##### Supplied entries

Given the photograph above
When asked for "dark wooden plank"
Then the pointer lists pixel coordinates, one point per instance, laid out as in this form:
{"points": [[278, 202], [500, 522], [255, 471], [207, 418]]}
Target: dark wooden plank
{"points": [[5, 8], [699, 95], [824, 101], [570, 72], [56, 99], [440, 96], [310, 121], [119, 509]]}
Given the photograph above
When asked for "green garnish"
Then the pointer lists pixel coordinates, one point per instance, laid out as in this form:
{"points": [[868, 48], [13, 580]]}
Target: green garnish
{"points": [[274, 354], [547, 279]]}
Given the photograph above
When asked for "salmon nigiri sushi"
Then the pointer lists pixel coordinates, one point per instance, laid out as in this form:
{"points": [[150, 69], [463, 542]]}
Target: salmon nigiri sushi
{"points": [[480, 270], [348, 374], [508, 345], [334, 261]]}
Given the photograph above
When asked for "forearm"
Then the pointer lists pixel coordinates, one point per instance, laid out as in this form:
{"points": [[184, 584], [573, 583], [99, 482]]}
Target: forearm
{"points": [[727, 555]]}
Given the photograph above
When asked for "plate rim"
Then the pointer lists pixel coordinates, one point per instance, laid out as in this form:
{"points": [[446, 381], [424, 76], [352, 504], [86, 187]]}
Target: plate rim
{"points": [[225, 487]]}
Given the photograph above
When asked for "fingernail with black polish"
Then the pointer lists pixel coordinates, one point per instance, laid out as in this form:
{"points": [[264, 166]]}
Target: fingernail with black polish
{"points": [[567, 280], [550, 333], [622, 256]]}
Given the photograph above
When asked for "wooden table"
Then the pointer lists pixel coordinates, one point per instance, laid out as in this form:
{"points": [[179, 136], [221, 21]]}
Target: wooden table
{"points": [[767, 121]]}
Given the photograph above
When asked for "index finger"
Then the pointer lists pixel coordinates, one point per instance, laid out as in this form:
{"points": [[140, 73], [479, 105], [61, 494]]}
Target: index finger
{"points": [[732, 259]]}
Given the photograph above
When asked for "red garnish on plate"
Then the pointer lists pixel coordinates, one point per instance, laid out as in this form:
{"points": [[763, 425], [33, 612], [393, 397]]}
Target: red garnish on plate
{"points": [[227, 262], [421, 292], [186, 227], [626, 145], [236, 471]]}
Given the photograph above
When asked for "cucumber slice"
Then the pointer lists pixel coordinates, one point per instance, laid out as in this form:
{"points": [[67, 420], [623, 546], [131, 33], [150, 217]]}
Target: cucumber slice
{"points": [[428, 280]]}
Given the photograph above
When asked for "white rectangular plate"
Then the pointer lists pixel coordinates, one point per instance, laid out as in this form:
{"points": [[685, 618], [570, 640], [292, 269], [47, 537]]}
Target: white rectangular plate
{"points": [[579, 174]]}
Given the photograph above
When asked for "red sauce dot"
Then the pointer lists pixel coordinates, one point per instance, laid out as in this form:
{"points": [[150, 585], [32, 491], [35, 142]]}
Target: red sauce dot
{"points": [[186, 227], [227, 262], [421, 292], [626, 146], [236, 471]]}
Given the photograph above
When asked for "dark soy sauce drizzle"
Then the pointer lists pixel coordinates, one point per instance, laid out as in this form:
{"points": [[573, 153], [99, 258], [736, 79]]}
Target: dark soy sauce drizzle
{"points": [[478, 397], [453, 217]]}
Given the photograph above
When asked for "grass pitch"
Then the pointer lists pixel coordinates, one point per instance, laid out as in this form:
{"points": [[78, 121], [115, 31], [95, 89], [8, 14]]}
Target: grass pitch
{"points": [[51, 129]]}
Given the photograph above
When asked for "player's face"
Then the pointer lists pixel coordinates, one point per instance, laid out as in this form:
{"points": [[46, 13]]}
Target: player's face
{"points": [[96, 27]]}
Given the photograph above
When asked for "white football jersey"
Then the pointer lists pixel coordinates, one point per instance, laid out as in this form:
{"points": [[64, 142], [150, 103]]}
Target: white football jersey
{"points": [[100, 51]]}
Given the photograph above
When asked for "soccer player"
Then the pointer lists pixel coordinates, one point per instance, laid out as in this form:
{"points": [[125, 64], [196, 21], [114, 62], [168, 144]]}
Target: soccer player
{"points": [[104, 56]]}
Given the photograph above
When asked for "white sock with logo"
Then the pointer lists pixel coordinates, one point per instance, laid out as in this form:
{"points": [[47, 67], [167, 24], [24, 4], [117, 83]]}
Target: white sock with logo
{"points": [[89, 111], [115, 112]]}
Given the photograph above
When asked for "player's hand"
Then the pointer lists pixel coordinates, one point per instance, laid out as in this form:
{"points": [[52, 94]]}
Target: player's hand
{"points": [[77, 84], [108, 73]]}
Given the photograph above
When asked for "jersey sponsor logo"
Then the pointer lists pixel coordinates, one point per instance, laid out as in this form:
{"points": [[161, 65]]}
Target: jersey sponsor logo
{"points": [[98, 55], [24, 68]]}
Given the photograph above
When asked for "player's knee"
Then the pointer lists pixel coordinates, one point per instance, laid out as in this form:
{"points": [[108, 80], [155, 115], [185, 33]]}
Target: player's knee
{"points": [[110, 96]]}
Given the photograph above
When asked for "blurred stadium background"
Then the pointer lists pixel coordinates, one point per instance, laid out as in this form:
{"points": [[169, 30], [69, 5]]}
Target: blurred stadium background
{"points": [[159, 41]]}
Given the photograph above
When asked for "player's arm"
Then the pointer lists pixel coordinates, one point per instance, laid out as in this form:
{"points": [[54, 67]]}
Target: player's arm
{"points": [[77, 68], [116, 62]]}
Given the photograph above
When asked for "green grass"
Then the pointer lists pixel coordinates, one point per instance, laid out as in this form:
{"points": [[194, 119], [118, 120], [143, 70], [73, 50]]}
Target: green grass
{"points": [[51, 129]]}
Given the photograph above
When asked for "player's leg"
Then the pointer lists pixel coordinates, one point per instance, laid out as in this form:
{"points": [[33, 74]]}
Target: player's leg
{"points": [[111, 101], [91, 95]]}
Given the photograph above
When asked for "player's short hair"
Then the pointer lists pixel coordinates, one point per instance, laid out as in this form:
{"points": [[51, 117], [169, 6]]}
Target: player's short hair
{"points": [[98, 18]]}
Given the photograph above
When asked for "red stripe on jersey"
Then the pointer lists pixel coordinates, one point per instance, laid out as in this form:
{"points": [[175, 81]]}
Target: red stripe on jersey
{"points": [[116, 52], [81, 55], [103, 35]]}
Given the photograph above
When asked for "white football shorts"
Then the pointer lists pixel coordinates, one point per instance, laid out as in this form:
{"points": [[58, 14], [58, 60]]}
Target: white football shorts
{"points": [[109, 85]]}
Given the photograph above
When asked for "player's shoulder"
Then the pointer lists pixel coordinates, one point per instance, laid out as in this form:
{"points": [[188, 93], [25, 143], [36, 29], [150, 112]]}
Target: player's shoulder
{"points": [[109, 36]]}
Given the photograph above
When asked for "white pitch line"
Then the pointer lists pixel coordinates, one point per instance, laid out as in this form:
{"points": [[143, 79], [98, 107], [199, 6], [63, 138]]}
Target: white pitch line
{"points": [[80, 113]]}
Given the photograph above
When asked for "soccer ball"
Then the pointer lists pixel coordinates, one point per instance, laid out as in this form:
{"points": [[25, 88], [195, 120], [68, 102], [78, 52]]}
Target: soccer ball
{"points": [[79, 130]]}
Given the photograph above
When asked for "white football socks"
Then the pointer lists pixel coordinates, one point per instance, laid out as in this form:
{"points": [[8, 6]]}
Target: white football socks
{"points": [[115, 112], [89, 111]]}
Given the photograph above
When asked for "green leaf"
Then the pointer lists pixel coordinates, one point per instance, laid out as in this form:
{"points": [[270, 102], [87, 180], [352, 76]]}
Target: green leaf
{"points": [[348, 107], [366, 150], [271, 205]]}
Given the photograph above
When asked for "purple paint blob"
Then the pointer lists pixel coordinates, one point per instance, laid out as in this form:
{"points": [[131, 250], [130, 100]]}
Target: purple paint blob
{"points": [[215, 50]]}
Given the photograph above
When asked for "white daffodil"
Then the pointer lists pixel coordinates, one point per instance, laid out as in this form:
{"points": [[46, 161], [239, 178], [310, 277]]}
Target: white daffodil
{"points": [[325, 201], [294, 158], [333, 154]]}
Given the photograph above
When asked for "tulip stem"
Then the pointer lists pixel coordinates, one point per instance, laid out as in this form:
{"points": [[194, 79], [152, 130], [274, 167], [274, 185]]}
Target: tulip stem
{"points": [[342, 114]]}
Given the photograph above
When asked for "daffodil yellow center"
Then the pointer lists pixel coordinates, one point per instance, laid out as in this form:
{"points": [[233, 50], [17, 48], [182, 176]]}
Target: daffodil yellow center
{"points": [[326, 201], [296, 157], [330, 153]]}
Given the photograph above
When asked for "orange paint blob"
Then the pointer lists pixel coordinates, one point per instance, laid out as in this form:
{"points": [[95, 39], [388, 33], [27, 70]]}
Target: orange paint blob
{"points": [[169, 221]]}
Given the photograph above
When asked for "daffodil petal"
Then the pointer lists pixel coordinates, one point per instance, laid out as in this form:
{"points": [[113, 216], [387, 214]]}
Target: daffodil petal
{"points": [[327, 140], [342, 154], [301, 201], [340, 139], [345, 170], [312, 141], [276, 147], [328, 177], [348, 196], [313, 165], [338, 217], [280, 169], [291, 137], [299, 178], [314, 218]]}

##########

#### Exercise objective
List every line of the items that contains the word "pitch".

#### Task response
When asked for "grass pitch"
Target: grass pitch
When asked for "white pitch line"
Target: white pitch line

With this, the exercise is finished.